What tends to separate the Vietnam hands from their colleagues with more experience in Latin America is that they really seem to think they have things just about under control. They believe that, as one State Department official put it, "these are our size countries," whose threats are containable, whose people are tractable, economies fixable.
When he visited Managua in August 1981, Thomas Enders offered a number of options to the revolutionary Sandinista government there. But the one thing that stuck in the mind of Foreign Minister Miguel D'Escoto and others at those meetings was Enders' remark that if the Sandinistas were building their army to unprecedented proportions to defend themselves against the United States, they had better forget it. Enders pointed out to them that his country is 100 times bigger than theirs. They recall mentioning to him that it was a lot bigger than Vietnam, too.
Perhaps the most fundamental aspect, and the weakest one, of U.S. policy in the region is the extent to which these not-so-quiet Americans are trying to create a "third force," to find a viable center between the extremes.

**THINGS TO DO**
[a] Translate this sentence from the passage on U.S. policy in Latin America into Spanish: "Enders pointed out to them that his country is 100 times bigger than theirs."
[b] List every geographic place name in the passage on U.S. policy in Latin America.
The data that comes after this plays no part in the work here.

**DATA FOR ANALYSIS**
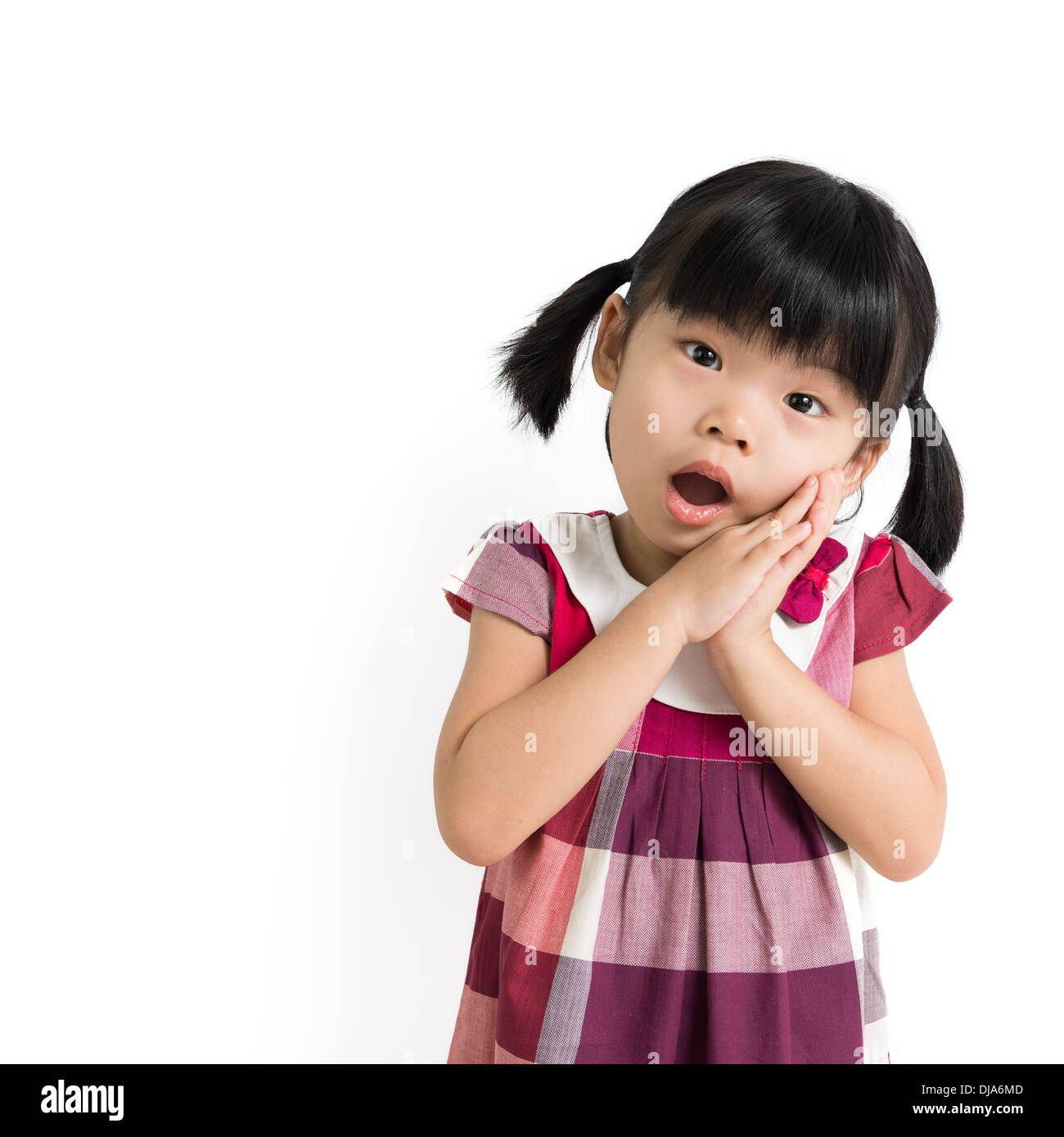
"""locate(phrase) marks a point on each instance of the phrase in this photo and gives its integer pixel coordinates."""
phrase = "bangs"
(807, 277)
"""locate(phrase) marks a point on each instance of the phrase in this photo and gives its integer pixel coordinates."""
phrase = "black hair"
(839, 265)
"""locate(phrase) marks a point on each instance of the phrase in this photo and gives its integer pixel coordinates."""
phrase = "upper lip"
(718, 473)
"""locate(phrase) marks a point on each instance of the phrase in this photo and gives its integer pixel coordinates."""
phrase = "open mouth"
(698, 489)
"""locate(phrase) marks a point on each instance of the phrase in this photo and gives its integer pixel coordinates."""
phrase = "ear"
(606, 356)
(859, 468)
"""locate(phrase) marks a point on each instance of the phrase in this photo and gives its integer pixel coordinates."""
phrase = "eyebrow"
(820, 364)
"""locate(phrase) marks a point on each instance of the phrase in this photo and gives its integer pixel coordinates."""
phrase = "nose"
(728, 424)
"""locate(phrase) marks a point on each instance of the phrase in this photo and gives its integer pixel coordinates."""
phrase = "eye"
(805, 400)
(707, 354)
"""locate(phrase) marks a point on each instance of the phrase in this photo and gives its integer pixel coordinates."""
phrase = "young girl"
(684, 733)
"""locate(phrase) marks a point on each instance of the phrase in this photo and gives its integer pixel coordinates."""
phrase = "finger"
(796, 558)
(790, 513)
(771, 548)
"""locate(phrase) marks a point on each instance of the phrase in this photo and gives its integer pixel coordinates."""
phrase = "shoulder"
(506, 570)
(896, 597)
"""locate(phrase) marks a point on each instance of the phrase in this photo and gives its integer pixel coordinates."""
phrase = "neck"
(642, 558)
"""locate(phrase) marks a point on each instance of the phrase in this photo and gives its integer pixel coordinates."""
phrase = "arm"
(877, 779)
(493, 789)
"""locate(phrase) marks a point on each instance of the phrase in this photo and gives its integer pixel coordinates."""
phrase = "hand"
(710, 584)
(751, 625)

**PER-TASK OUTPUTS**
[a] Enders les señaló que su país es 100 veces más grande que el de ellos.

[b]
- Latin America
- Managua
- United States
- Vietnam